_Exercise aim_
Return each line from the listing below that contains the word "green".

_The input_
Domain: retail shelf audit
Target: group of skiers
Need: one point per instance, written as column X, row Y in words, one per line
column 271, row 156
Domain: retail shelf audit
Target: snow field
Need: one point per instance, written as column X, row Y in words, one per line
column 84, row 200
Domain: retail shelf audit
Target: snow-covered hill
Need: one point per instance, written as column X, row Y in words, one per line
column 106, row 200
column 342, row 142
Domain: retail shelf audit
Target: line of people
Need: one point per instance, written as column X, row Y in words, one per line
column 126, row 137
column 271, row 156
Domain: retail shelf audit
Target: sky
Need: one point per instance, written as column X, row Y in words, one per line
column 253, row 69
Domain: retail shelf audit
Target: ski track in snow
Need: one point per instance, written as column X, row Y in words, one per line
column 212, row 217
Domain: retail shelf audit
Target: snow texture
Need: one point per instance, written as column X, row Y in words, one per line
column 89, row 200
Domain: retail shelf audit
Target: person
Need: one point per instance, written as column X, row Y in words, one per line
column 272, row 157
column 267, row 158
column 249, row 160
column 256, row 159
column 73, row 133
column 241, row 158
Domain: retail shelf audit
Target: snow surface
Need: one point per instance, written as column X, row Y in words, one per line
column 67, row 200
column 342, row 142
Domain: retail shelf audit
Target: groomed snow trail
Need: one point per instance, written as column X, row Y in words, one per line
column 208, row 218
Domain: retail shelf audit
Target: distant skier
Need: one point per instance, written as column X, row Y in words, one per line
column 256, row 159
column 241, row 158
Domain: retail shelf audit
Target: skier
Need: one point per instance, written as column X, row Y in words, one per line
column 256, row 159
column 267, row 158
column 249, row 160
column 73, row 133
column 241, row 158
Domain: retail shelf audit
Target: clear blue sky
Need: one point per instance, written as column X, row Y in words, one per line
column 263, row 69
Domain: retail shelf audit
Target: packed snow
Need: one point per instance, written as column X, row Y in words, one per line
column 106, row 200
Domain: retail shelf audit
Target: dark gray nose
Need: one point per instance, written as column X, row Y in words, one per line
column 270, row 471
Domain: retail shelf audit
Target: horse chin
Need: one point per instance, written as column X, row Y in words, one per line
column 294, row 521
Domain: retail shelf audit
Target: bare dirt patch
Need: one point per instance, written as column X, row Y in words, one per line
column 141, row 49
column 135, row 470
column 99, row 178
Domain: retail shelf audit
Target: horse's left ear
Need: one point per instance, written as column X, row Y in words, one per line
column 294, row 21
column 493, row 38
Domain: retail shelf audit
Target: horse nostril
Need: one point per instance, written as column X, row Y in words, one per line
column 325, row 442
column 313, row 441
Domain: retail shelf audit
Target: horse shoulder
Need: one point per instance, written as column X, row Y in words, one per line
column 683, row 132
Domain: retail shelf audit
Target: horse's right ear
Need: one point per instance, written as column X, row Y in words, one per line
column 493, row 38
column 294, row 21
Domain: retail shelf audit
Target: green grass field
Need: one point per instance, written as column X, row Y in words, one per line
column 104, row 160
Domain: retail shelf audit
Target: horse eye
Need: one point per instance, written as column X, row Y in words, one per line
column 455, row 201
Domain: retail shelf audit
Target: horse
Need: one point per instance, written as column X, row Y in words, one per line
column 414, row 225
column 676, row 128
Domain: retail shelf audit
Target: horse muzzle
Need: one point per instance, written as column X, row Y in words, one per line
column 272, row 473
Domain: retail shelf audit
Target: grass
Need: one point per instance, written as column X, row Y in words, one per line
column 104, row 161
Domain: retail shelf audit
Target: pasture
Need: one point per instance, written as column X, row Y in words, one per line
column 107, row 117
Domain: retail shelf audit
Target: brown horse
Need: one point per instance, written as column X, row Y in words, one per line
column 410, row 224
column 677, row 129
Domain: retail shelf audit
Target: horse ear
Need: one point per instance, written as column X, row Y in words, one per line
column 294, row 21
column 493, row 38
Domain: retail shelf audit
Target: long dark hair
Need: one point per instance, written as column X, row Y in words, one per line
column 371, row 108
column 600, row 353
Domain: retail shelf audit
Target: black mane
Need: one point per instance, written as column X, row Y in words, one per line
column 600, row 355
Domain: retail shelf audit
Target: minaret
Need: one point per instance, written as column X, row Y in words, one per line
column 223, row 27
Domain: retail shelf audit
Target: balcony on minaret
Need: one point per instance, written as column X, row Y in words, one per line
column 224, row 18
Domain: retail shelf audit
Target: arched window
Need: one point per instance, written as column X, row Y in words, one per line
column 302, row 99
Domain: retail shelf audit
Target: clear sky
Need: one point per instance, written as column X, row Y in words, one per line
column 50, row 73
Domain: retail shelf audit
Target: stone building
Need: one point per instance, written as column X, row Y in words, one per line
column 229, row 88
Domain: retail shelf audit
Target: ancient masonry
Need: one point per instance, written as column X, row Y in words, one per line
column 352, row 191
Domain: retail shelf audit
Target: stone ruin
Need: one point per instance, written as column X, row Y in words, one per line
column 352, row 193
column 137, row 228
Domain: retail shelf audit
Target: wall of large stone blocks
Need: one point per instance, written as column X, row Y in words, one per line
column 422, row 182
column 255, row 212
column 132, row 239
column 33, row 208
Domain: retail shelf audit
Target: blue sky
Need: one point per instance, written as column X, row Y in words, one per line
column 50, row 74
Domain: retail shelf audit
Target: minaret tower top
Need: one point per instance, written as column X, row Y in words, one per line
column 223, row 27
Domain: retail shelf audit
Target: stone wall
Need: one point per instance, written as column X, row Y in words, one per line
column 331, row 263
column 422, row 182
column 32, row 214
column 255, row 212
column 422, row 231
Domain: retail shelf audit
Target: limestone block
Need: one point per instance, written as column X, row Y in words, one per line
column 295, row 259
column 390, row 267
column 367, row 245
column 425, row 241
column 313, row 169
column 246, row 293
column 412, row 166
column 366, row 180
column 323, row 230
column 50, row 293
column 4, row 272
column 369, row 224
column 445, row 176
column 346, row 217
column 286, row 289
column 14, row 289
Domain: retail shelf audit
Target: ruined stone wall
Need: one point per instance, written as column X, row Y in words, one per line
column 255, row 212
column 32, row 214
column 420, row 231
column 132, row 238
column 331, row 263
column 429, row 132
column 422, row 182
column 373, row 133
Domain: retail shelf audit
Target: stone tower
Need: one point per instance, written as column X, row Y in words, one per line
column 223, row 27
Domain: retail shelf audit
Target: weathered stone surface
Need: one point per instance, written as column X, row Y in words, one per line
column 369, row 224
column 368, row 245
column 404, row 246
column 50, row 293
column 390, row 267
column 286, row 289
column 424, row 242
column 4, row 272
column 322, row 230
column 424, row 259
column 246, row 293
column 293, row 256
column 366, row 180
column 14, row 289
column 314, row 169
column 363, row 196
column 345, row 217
--
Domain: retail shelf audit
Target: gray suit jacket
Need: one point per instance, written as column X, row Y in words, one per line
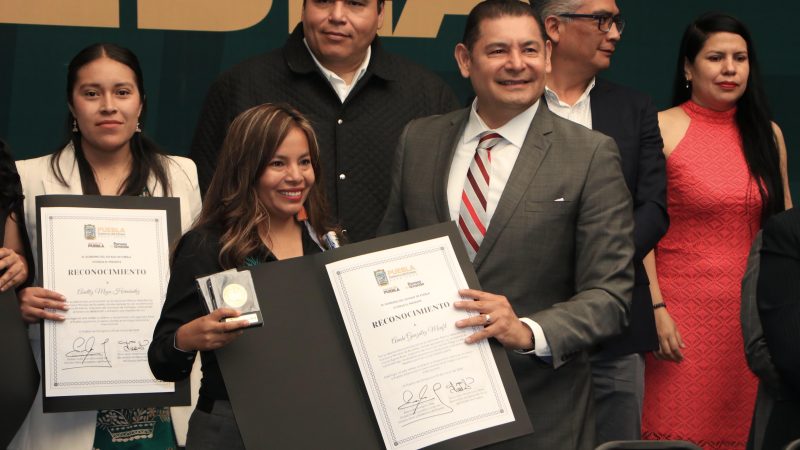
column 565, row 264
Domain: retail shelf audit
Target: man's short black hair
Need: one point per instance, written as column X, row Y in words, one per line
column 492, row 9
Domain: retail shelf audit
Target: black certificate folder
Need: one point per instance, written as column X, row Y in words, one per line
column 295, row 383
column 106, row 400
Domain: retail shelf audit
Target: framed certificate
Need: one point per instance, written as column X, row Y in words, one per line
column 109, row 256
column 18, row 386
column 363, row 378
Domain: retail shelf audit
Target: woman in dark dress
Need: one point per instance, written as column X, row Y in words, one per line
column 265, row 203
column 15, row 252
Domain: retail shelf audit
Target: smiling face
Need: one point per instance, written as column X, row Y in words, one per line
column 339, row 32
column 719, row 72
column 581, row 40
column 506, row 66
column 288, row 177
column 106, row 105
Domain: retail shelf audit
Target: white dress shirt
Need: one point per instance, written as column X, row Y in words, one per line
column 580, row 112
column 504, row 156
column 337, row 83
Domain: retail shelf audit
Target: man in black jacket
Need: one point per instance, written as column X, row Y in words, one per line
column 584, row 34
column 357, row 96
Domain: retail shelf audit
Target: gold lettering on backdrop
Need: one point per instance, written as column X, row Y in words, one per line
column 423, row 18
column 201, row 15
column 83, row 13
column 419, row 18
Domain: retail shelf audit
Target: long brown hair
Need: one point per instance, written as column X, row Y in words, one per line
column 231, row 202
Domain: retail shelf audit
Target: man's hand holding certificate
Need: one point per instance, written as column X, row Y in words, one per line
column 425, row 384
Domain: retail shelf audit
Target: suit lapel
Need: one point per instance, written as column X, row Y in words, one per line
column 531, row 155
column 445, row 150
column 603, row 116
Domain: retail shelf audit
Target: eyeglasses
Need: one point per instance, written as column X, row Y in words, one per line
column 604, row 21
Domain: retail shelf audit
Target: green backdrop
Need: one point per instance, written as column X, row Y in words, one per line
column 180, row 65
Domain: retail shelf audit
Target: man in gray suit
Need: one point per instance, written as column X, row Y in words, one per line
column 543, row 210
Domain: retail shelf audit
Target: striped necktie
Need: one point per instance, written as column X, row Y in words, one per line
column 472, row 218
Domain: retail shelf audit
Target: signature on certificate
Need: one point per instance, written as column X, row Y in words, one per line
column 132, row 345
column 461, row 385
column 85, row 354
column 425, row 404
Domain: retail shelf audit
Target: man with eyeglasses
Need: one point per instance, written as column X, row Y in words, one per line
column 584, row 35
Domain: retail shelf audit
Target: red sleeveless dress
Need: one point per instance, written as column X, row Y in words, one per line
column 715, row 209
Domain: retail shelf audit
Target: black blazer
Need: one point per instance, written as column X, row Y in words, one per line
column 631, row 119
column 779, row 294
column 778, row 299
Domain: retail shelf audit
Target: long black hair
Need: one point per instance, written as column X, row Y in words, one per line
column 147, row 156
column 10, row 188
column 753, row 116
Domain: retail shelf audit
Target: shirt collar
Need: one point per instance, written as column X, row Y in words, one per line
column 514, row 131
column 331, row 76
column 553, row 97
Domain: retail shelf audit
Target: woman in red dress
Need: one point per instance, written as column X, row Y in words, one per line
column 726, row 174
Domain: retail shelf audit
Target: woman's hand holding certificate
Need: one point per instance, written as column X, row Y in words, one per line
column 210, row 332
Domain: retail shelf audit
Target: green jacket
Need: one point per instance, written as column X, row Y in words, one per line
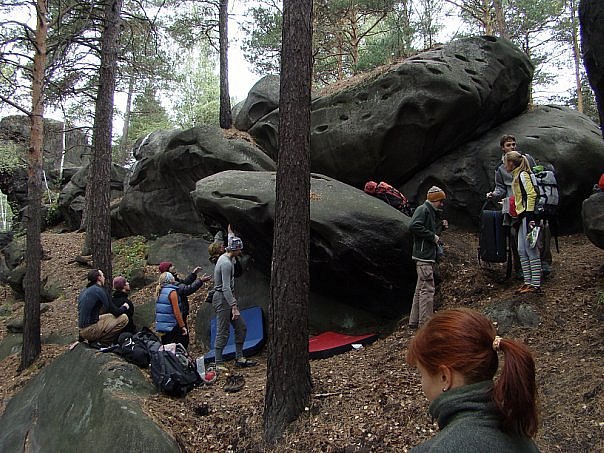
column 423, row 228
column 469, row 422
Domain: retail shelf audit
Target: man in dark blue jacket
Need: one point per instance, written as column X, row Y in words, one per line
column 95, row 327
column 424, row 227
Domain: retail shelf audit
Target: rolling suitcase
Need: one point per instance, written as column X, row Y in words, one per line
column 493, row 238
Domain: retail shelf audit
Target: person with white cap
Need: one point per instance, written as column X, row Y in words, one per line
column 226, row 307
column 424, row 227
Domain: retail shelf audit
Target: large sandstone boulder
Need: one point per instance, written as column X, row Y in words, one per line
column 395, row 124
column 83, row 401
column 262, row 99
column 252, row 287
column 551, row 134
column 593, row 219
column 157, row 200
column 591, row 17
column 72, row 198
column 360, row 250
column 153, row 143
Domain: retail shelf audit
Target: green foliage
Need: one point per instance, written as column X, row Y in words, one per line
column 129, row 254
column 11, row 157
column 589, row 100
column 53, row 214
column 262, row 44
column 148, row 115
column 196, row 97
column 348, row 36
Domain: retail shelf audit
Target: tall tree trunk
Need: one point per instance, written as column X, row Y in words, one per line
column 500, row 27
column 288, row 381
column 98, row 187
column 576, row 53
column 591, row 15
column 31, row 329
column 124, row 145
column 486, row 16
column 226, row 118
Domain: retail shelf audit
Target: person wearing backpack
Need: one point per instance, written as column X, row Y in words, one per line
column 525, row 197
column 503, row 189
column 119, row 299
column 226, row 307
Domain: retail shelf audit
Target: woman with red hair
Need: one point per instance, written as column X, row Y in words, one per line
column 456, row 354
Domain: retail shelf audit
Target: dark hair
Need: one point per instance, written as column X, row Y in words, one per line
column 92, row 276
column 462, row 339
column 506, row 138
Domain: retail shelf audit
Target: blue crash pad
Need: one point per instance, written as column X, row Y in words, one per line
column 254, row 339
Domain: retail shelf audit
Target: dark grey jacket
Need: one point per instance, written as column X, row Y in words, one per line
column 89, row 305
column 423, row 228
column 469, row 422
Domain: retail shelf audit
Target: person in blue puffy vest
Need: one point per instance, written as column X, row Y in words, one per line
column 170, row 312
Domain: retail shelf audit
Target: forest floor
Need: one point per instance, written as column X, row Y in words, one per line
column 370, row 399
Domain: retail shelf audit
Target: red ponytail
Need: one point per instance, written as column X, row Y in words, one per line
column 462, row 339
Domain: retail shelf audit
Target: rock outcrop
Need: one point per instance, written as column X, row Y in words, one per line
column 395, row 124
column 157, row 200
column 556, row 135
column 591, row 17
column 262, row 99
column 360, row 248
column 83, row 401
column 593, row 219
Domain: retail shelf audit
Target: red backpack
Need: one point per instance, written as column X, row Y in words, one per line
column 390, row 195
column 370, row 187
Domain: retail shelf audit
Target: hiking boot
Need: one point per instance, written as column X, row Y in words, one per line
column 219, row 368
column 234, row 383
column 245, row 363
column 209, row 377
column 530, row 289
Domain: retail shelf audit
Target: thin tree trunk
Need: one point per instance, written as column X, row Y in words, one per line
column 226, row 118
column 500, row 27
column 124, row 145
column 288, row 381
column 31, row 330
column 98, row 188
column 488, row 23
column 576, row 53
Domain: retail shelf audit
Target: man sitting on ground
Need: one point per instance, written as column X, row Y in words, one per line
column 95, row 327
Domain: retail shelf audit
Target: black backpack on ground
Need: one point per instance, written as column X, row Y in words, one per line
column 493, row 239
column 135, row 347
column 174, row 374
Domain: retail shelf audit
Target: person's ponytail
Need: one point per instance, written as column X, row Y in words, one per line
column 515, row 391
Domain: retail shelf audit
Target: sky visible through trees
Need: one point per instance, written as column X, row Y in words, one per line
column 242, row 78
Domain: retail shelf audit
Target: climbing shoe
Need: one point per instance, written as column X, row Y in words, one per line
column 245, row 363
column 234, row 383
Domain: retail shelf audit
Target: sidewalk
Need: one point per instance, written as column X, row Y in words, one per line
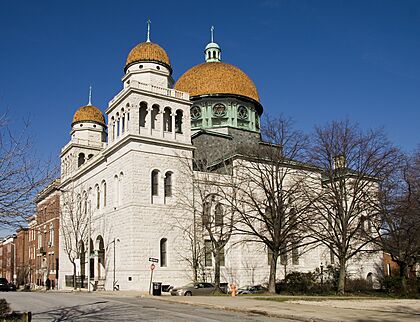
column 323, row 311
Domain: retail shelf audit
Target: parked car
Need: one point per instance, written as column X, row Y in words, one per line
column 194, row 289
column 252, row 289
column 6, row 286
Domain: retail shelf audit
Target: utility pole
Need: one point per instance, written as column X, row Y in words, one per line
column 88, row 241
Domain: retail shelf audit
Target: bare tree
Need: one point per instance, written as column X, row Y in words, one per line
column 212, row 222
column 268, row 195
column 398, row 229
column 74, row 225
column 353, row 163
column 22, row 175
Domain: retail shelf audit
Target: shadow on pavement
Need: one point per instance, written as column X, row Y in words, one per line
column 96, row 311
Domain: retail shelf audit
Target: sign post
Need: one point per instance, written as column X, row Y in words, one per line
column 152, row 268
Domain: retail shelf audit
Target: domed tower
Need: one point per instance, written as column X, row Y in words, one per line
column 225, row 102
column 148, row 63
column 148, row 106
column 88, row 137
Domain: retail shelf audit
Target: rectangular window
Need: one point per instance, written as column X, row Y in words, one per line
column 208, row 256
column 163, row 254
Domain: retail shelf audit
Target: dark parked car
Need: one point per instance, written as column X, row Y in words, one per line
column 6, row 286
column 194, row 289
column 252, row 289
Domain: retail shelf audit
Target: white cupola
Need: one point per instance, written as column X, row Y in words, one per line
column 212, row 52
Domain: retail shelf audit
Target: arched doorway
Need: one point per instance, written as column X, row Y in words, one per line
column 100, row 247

_Response to the task_
Target: green grass field
Target: green backdrop
Target: green jacket
Target: green foliage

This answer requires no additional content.